** Begin **

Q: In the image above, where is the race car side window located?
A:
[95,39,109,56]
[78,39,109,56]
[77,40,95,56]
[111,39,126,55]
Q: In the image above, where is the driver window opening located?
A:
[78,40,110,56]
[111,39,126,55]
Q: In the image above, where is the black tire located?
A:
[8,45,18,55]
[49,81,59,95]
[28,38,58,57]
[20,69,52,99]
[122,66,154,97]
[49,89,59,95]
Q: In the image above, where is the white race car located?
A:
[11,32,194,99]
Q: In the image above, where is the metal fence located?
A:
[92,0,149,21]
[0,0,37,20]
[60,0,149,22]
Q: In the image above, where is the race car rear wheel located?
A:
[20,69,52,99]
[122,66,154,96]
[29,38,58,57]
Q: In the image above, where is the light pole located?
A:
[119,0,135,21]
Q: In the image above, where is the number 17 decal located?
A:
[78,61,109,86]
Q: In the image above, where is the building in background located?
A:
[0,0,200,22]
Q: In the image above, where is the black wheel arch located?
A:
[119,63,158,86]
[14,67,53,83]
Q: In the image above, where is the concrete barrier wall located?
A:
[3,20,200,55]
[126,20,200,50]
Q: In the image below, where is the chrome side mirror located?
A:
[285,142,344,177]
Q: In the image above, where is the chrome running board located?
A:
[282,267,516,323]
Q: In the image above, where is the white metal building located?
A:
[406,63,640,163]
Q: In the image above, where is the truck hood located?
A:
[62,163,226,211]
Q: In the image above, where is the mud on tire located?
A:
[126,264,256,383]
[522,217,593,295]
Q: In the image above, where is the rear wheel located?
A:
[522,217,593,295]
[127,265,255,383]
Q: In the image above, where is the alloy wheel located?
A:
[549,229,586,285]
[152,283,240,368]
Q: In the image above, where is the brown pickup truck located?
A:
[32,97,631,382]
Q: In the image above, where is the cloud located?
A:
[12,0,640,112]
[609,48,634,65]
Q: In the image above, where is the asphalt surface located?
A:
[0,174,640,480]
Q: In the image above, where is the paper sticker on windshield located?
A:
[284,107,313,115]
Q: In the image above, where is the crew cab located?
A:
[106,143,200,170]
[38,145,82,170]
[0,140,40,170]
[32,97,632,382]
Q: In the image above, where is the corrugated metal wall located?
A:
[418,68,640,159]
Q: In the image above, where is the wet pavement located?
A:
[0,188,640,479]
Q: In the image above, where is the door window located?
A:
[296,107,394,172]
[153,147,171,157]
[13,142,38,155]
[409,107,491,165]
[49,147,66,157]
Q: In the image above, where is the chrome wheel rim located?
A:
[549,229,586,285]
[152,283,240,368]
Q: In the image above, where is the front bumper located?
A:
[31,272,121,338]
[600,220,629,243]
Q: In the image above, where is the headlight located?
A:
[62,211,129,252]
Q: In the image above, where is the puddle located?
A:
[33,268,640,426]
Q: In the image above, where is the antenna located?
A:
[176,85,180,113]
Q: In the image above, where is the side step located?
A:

** End **

# Task goal
Copy out, unchanged, the part above that opens with the line containing "Q: In the image above, where is the truck" and closes with the line containing "[0,188,640,479]". Include both of those lines.

# Reply to the task
Q: In the image above, where is the truck hood located?
A:
[62,163,226,211]
Q: In the image above, where is the mud on tire located?
A:
[126,264,256,383]
[522,217,593,295]
Q: In the image above, where is the rear wheel located?
A:
[522,217,593,295]
[127,265,255,383]
Q: In the image above, where is the alloy wheel located?
A:
[549,229,586,285]
[152,283,240,368]
Q: In the image above, where is the brown pickup truck located?
A:
[32,97,631,382]
Q: In the image above, where is the cloud located?
A:
[12,0,640,112]
[609,48,634,65]
Q: In the image above, where is the asphalt surface located?
A:
[0,174,640,480]
Q: In the image above, where is the paper sticker on windshield located?
A:
[284,107,313,115]
Q: In the image above, where is the crew cab located?
A:
[106,143,200,170]
[38,145,82,170]
[0,140,40,170]
[32,97,632,382]
Q: In the image above, where is the corrugated metal wall located?
A:
[418,68,640,159]
Q: In the image above, where is the wet pavement located?
A:
[0,188,640,479]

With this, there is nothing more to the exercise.